◆ **TASK GOAL**:
All that is wanted is a word-for-word copy of the line with "table using the picture above." and every line after it in the data below.
:::
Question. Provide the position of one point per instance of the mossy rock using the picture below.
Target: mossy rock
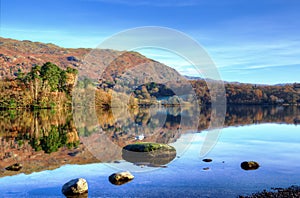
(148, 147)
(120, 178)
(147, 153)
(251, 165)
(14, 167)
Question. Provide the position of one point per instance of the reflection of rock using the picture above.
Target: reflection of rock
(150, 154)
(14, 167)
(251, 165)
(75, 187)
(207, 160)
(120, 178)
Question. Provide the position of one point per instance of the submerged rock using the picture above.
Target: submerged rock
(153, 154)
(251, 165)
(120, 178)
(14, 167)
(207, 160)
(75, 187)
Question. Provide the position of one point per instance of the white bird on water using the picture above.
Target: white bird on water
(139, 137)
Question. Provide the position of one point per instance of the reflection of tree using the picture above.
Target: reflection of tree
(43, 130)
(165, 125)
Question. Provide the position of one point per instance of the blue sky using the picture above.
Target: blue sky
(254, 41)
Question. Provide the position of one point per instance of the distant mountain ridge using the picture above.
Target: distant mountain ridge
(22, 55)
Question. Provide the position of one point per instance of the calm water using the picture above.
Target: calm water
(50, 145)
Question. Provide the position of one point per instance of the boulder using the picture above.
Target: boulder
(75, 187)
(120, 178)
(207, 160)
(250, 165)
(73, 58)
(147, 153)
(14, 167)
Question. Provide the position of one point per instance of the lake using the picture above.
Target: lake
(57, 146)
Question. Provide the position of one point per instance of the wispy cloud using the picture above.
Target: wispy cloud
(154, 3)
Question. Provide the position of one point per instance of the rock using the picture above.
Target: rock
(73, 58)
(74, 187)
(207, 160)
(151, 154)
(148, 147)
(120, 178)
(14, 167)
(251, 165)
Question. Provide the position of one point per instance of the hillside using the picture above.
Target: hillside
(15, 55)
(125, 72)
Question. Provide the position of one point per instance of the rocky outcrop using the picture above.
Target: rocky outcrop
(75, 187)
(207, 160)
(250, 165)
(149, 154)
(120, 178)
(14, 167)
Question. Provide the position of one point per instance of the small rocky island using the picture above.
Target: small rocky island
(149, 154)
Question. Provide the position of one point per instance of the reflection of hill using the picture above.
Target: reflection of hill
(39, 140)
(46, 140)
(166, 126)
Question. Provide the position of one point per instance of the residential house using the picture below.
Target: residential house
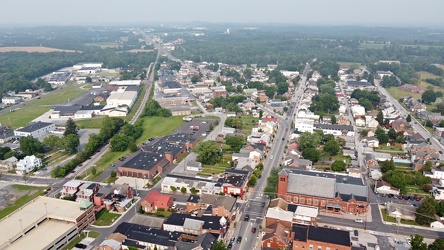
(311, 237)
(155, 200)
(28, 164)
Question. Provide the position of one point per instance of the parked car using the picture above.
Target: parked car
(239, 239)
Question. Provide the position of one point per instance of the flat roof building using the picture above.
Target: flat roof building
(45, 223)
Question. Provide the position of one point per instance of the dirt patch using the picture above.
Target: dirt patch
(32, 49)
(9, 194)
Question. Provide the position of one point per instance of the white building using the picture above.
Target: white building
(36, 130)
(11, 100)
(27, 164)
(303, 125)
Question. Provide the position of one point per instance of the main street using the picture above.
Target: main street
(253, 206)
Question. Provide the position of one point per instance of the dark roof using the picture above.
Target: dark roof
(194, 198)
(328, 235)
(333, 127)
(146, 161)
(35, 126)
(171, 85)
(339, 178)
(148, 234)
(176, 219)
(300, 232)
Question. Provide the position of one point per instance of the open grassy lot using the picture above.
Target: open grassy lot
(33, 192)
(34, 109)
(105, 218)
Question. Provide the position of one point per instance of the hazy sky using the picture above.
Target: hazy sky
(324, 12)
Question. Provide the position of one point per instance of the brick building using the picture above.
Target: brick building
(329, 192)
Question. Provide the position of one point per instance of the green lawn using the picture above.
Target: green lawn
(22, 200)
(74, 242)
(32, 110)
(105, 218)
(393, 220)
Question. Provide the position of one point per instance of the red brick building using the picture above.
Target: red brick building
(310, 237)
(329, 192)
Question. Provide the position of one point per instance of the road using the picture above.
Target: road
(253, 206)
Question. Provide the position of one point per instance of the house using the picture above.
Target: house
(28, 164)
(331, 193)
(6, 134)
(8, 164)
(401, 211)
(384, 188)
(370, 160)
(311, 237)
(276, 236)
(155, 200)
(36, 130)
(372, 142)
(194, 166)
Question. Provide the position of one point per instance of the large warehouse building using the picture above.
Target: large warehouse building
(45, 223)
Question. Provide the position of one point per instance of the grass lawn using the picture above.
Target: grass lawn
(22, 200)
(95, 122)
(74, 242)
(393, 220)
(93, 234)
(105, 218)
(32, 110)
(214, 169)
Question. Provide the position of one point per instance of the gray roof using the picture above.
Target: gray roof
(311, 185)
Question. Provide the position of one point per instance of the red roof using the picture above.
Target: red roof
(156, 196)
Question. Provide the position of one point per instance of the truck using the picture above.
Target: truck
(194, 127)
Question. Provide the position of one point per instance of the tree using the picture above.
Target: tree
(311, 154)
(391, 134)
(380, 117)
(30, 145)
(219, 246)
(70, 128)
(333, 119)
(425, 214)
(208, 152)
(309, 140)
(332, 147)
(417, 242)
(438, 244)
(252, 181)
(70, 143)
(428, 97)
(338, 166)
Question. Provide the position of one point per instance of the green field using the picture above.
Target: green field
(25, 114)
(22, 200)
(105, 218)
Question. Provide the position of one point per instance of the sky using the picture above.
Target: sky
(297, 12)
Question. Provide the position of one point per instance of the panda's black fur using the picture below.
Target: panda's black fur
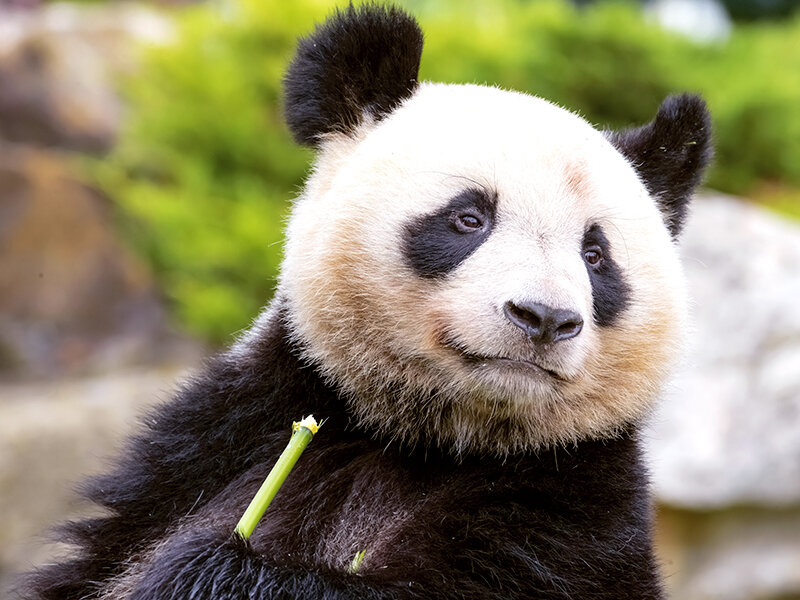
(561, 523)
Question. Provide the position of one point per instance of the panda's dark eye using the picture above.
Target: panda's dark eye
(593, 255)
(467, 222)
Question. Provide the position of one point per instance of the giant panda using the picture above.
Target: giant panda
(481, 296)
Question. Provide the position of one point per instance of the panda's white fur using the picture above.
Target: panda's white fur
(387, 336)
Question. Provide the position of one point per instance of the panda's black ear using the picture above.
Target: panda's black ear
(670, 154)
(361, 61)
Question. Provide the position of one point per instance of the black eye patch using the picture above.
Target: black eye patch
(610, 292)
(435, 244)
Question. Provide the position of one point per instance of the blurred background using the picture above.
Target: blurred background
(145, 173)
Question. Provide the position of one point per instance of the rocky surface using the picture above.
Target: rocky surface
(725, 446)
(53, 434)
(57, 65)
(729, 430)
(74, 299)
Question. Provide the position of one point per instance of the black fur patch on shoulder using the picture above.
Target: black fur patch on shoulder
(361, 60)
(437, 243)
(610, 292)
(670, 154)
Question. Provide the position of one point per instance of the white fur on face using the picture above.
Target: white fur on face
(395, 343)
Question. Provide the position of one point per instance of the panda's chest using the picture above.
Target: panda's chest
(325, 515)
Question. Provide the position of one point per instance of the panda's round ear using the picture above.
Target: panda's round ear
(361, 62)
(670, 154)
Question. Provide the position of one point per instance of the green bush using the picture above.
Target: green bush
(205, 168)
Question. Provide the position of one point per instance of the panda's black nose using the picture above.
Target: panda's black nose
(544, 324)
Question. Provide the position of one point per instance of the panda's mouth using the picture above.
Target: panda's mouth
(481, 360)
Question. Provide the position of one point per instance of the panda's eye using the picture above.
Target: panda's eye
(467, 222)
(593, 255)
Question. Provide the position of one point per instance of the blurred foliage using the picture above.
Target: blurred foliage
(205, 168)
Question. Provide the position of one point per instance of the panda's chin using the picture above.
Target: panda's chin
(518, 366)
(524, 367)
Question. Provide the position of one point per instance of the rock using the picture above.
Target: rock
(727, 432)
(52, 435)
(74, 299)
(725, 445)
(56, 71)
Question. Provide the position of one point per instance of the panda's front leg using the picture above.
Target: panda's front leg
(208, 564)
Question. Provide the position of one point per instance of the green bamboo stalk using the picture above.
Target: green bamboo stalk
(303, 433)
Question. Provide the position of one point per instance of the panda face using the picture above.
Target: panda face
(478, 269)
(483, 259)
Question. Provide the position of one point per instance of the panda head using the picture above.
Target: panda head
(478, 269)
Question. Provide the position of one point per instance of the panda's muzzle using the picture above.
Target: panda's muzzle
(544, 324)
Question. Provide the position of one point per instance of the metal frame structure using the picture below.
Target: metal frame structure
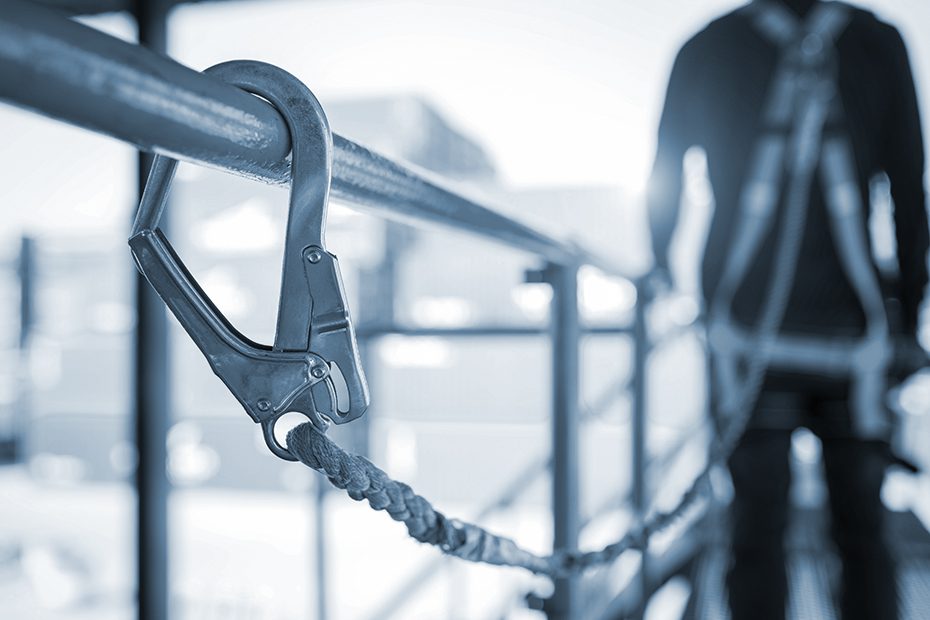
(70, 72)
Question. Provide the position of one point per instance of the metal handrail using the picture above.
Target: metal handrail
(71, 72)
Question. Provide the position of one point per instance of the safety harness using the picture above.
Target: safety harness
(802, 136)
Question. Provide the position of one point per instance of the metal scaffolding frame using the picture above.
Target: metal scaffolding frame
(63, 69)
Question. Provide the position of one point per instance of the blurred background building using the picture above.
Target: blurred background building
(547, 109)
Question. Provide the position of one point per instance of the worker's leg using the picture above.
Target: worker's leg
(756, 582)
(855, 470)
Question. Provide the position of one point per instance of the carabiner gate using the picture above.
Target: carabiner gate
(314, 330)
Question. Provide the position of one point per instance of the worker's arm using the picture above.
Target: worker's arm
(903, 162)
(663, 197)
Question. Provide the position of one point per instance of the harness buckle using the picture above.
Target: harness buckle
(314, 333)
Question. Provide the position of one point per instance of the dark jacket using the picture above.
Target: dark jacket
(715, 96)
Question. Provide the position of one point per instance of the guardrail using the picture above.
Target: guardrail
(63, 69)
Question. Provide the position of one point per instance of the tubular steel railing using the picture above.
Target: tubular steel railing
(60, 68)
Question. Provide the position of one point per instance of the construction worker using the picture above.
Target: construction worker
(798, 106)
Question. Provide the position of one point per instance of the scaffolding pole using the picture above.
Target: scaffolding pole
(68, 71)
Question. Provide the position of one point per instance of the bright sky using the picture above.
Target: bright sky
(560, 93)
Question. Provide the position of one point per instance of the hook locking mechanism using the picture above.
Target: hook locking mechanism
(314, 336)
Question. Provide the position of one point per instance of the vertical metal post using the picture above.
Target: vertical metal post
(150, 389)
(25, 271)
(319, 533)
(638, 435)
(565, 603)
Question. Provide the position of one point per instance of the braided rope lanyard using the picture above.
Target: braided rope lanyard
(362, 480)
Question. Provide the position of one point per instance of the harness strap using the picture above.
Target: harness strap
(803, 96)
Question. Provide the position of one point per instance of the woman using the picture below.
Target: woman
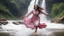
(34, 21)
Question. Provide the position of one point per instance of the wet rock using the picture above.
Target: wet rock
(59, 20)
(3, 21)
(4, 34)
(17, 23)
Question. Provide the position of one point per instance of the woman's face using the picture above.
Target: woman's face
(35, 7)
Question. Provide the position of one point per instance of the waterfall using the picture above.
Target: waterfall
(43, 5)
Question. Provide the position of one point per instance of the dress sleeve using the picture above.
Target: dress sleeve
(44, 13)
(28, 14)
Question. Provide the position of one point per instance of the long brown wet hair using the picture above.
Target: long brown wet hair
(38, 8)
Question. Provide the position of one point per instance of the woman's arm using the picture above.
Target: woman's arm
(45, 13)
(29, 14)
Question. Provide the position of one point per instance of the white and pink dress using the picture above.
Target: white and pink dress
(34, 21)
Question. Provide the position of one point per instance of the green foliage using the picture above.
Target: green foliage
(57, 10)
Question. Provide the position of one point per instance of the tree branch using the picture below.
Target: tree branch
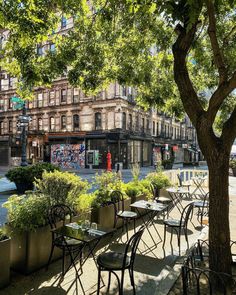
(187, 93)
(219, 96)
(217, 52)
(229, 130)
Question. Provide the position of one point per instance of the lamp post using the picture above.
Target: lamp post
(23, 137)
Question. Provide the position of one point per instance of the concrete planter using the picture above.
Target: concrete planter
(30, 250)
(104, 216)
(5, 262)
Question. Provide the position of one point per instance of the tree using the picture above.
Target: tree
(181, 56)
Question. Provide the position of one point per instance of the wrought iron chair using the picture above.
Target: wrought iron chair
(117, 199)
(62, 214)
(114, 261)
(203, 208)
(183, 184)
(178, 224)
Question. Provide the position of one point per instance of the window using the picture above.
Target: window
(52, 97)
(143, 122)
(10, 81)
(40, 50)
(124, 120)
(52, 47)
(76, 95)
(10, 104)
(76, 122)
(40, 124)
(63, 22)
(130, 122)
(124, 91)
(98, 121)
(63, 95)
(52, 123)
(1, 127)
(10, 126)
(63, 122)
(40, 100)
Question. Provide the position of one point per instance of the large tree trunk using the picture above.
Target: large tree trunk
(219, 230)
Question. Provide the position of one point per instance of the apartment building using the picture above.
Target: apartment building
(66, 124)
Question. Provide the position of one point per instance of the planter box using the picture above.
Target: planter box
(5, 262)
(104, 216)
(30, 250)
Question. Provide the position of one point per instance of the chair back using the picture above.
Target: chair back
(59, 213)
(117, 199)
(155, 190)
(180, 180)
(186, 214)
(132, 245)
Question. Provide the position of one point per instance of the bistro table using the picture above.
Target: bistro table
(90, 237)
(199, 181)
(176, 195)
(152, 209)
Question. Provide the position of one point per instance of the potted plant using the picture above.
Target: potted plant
:::
◆ **ANSWER TO THE PROBLEM**:
Question. Provide the position of one point per instance of the bistro table using the picture above.
Target: bistro table
(90, 237)
(199, 181)
(176, 195)
(152, 209)
Question. Provide the position of one point per instance of the potted plant using the picture above.
Target: potted plant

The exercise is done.